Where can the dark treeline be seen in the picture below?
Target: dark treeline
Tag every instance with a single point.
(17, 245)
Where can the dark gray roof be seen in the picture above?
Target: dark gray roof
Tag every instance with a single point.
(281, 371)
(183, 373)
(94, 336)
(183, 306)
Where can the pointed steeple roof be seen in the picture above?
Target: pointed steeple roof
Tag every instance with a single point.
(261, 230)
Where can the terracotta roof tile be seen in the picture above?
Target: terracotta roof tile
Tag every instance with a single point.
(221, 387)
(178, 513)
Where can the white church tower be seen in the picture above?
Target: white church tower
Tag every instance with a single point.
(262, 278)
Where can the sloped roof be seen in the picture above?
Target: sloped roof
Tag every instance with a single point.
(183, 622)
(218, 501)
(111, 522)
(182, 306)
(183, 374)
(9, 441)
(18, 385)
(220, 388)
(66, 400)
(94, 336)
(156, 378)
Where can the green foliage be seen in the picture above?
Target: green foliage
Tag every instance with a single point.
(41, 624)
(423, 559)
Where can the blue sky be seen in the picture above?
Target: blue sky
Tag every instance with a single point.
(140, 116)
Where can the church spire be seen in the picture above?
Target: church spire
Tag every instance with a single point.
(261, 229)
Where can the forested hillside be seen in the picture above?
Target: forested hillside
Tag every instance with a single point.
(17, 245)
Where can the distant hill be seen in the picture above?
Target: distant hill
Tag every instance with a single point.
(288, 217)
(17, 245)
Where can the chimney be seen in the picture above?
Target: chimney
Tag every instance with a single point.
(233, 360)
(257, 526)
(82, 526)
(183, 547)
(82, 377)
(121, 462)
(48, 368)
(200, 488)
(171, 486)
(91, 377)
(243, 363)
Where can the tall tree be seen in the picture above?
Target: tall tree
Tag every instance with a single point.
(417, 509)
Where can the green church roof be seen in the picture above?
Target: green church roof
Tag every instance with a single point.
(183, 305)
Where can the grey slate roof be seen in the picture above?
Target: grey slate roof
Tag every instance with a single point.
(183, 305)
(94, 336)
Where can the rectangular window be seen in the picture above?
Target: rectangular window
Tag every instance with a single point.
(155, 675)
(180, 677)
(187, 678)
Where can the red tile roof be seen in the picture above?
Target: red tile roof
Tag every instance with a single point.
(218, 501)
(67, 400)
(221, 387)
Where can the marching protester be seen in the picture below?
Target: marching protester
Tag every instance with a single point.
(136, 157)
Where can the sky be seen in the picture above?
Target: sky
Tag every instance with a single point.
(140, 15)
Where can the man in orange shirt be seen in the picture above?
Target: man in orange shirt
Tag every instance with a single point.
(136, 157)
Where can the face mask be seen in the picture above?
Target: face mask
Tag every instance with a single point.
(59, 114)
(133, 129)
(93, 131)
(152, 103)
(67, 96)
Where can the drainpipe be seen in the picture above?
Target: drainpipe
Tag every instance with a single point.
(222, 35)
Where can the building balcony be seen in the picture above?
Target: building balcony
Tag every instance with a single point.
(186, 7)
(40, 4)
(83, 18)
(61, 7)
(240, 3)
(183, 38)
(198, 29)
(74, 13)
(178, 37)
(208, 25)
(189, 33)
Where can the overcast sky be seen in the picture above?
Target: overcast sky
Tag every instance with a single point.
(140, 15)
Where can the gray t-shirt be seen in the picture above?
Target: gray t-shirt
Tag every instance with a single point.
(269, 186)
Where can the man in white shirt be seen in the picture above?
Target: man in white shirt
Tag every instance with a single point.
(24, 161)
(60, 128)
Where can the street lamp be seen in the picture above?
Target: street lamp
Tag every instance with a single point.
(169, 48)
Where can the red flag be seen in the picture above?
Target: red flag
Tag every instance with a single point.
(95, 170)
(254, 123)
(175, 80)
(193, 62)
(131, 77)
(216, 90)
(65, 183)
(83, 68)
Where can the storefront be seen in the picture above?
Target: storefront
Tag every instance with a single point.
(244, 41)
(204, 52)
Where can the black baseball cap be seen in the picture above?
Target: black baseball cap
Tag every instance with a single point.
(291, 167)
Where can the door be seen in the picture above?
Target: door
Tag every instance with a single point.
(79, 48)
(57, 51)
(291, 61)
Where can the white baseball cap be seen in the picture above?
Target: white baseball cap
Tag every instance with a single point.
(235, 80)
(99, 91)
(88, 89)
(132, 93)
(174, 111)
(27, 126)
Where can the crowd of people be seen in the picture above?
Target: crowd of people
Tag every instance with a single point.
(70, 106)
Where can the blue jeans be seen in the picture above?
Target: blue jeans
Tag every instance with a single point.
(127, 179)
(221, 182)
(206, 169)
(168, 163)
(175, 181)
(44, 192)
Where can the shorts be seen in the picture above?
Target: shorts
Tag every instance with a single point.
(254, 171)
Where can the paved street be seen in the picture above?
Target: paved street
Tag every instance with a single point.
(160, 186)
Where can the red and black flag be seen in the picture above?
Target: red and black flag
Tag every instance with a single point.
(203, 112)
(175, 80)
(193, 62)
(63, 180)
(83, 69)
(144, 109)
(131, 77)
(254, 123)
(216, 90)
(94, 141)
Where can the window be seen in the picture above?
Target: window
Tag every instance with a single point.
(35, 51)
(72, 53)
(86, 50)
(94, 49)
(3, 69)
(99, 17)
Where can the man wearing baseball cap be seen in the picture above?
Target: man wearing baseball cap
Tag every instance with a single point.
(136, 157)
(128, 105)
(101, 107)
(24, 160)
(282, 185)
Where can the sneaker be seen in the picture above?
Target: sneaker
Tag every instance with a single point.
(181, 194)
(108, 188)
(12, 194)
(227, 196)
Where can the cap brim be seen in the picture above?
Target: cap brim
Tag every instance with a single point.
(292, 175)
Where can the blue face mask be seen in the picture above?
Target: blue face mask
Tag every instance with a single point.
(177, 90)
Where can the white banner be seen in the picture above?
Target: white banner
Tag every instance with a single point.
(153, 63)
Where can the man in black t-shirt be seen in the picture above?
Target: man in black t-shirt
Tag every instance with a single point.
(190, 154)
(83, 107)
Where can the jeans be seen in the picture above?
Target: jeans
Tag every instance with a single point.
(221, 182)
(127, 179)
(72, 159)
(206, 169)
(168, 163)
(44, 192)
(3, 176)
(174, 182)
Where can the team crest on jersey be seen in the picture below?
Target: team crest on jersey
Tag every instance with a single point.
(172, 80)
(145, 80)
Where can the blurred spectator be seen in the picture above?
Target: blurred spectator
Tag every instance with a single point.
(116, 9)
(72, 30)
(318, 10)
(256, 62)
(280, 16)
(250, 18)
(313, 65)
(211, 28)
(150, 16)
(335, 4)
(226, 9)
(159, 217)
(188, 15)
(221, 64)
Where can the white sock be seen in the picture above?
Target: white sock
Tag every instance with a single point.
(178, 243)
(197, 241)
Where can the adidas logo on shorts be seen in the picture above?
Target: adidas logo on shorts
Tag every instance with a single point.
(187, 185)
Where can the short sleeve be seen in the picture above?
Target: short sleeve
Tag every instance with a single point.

☆ ☆ ☆ ☆ ☆

| OBJECTIVE |
Return every line of the records above as a JSON array of strings, with one string per line and blank lines omitted.

| FULL RESPONSE |
[
  "Where can the dark treeline be seen in the picture below?",
  "Target: dark treeline",
  "Tag every instance with a single point.",
  "(17, 245)",
  "Where can the dark gray roof be seen in the picture above?",
  "Target: dark gray roof",
  "Tag every instance with a single point.",
  "(281, 371)",
  "(183, 373)",
  "(94, 336)",
  "(183, 306)",
  "Where can the pointed steeple roof be seen in the picture above?",
  "Target: pointed steeple roof",
  "Tag every instance with a single point.",
  "(261, 230)",
  "Where can the terracotta roof tile be seen in the picture above?",
  "Target: terracotta roof tile",
  "Tag every instance with a single point.",
  "(221, 387)",
  "(178, 513)",
  "Where can the white church tower be seen in the picture above?",
  "Target: white church tower",
  "Tag every instance with a single point.",
  "(262, 278)",
  "Where can the sloped roof be seen in the picture above?",
  "Target: sloped roof",
  "Tag every instance with a single point.",
  "(183, 622)",
  "(218, 501)",
  "(111, 522)",
  "(182, 306)",
  "(183, 374)",
  "(9, 441)",
  "(18, 385)",
  "(220, 388)",
  "(66, 400)",
  "(94, 336)",
  "(156, 378)",
  "Where can the green foliage be seen in the picture above?",
  "Target: green foliage",
  "Tag every instance with a single point.",
  "(41, 624)",
  "(423, 559)",
  "Where can the blue sky be seen in the picture above?",
  "Target: blue sky",
  "Tag every instance with a single point.",
  "(140, 116)",
  "Where can the church spire be seen in the picture above?",
  "Target: church spire",
  "Tag every instance with a single point.",
  "(261, 229)",
  "Where can the forested hillside be seen in the picture above?",
  "Target: forested hillside",
  "Tag every instance with a single point.",
  "(17, 245)",
  "Where can the distant hill be seen in the picture above?",
  "Target: distant hill",
  "Tag every instance with a single point.",
  "(288, 217)",
  "(17, 245)",
  "Where can the chimney be seen in the picture above?",
  "Target: chimney",
  "Tag every instance with a single point.",
  "(233, 360)",
  "(257, 526)",
  "(82, 526)",
  "(183, 547)",
  "(82, 377)",
  "(121, 462)",
  "(48, 368)",
  "(200, 488)",
  "(171, 486)",
  "(91, 377)",
  "(243, 363)",
  "Where can the tall tree be seen in the picture above?",
  "Target: tall tree",
  "Tag every instance with a single point.",
  "(417, 509)",
  "Where can the green church roof be seen in the picture above?",
  "Target: green church roof",
  "Tag every instance with a single point.",
  "(183, 305)",
  "Where can the grey slate roof be seen in the picture above?",
  "Target: grey slate roof",
  "Tag every instance with a single point.",
  "(183, 305)",
  "(94, 336)",
  "Where can the rectangular window be seen in the picture above?",
  "Target: rectangular window",
  "Tag every instance with a single point.",
  "(155, 675)",
  "(180, 677)",
  "(187, 678)",
  "Where can the red tile roof be seen in the picture above?",
  "Target: red tile roof",
  "Tag every instance with a single point.",
  "(218, 501)",
  "(67, 400)",
  "(221, 387)",
  "Where can the marching protester be seen in the picture below?",
  "Target: marching protester",
  "Tag every instance with a single point.",
  "(136, 157)",
  "Where can the sky be seen in the picture above?",
  "Target: sky",
  "Tag every instance with a single point.",
  "(140, 15)",
  "Where can the man in orange shirt be seen in the picture above?",
  "Target: man in orange shirt",
  "Tag every instance with a single point.",
  "(136, 157)",
  "Where can the face mask be seen in the picture above?",
  "Target: face mask",
  "Tag every instance with a single point.",
  "(59, 114)",
  "(133, 129)",
  "(93, 131)",
  "(152, 103)",
  "(67, 96)",
  "Where can the drainpipe be seen in the picture above?",
  "Target: drainpipe",
  "Tag every instance with a single point.",
  "(222, 35)",
  "Where can the building balcony be seen in the picture above?",
  "Target: building balcony",
  "Tag every instance with a single point.",
  "(186, 7)",
  "(40, 4)",
  "(83, 18)",
  "(61, 7)",
  "(240, 3)",
  "(183, 38)",
  "(198, 29)",
  "(74, 13)",
  "(178, 37)",
  "(208, 25)",
  "(189, 33)",
  "Where can the overcast sky be seen in the picture above?",
  "Target: overcast sky",
  "Tag every instance with a single point.",
  "(140, 15)",
  "Where can the gray t-shirt be seen in the picture above?",
  "Target: gray t-shirt",
  "Tag every instance with a single point.",
  "(269, 186)",
  "Where can the man in white shirt be seen in the picture above?",
  "Target: man in white shirt",
  "Tag every instance with a single point.",
  "(24, 161)",
  "(60, 128)",
  "Where can the street lamp be seen in the picture above?",
  "Target: street lamp",
  "Tag every instance with a single point.",
  "(169, 48)",
  "Where can the red flag be seen in the picture above?",
  "Target: red flag",
  "Tag every instance with a single point.",
  "(95, 170)",
  "(254, 123)",
  "(175, 80)",
  "(193, 62)",
  "(131, 77)",
  "(216, 90)",
  "(65, 183)",
  "(83, 68)",
  "Where can the storefront be seen in the picture above?",
  "Target: storefront",
  "Tag every instance with a single point.",
  "(244, 41)",
  "(204, 52)",
  "Where can the black baseball cap be seen in the picture above?",
  "Target: black baseball cap",
  "Tag every instance with a single point.",
  "(291, 167)",
  "Where can the door be seen in the picture above?",
  "Target: door",
  "Tag every instance with a single point.",
  "(79, 48)",
  "(57, 51)",
  "(291, 61)",
  "Where can the white baseball cap be seen in the picture above?",
  "Target: white baseball cap",
  "Tag every instance with a single point.",
  "(235, 80)",
  "(99, 91)",
  "(88, 89)",
  "(132, 93)",
  "(174, 111)",
  "(27, 126)",
  "Where can the crowd of people be seen in the picture above?",
  "Target: crowd of people",
  "Tag every instance with a single point.",
  "(70, 106)",
  "Where can the blue jeans be seen in the picture above?",
  "Target: blue jeans",
  "Tag every instance with a single point.",
  "(127, 179)",
  "(221, 182)",
  "(206, 169)",
  "(168, 163)",
  "(175, 181)",
  "(44, 192)",
  "Where can the shorts be seen in the picture above?",
  "Target: shorts",
  "Tag every instance with a single point.",
  "(254, 171)",
  "Where can the paved street be seen in the picture above?",
  "Target: paved street",
  "Tag every instance with a single point.",
  "(160, 186)",
  "Where can the red and black flag be seen in the picture above?",
  "Target: red and black flag",
  "Tag every instance with a single point.",
  "(203, 112)",
  "(175, 80)",
  "(193, 62)",
  "(63, 180)",
  "(83, 69)",
  "(144, 109)",
  "(131, 77)",
  "(254, 123)",
  "(216, 90)",
  "(94, 141)",
  "Where can the window be seen in the picture above?",
  "Target: window",
  "Tag every instance with a single point.",
  "(35, 51)",
  "(72, 53)",
  "(86, 50)",
  "(94, 49)",
  "(3, 69)",
  "(99, 17)",
  "Where can the man wearing baseball cap be seen in the picture above?",
  "Target: man wearing baseball cap",
  "Tag every instance with a single point.",
  "(136, 157)",
  "(128, 105)",
  "(101, 107)",
  "(24, 160)",
  "(282, 185)",
  "Where can the sneaker be seen in the picture above?",
  "Target: sneaker",
  "Tag every instance with a single point.",
  "(181, 194)",
  "(108, 188)",
  "(12, 194)",
  "(227, 196)",
  "Where can the cap brim be seen in the picture above?",
  "Target: cap brim",
  "Tag every instance with a single point.",
  "(292, 175)",
  "Where can the blue face mask be seen in the picture above?",
  "Target: blue face mask",
  "Tag every instance with a single point.",
  "(177, 90)",
  "Where can the white banner be seen in the picture above?",
  "Target: white banner",
  "Tag every instance with a single point.",
  "(153, 63)",
  "Where can the man in black t-shirt be seen in the picture above?",
  "Target: man in black t-shirt",
  "Tag every instance with a single point.",
  "(190, 154)",
  "(83, 107)",
  "Where can the jeans be seen in the picture above?",
  "Target: jeans",
  "Tag every instance with a single point.",
  "(221, 182)",
  "(127, 179)",
  "(72, 159)",
  "(206, 169)",
  "(168, 163)",
  "(44, 192)",
  "(3, 176)",
  "(174, 182)",
  "Where can the team crest on jersey be seen in the picture below?",
  "Target: team crest on jersey",
  "Tag every instance with a single point.",
  "(172, 80)",
  "(145, 80)",
  "Where can the blurred spectator be seen in the picture above?",
  "Target: blurred spectator",
  "Tag every instance with a single point.",
  "(116, 9)",
  "(72, 30)",
  "(318, 10)",
  "(256, 62)",
  "(280, 16)",
  "(250, 18)",
  "(313, 65)",
  "(211, 28)",
  "(150, 16)",
  "(335, 4)",
  "(226, 9)",
  "(159, 217)",
  "(188, 15)",
  "(221, 64)",
  "Where can the white sock be seen in the picture above?",
  "Target: white sock",
  "Tag every instance with a single point.",
  "(178, 243)",
  "(197, 241)",
  "Where can the adidas logo on shorts be seen in the picture above?",
  "Target: adidas logo on shorts",
  "Tag every instance with a single point.",
  "(187, 185)",
  "Where can the short sleeve be seen in the picture above?",
  "Target: short sleeve",
  "Tag every instance with a single point."
]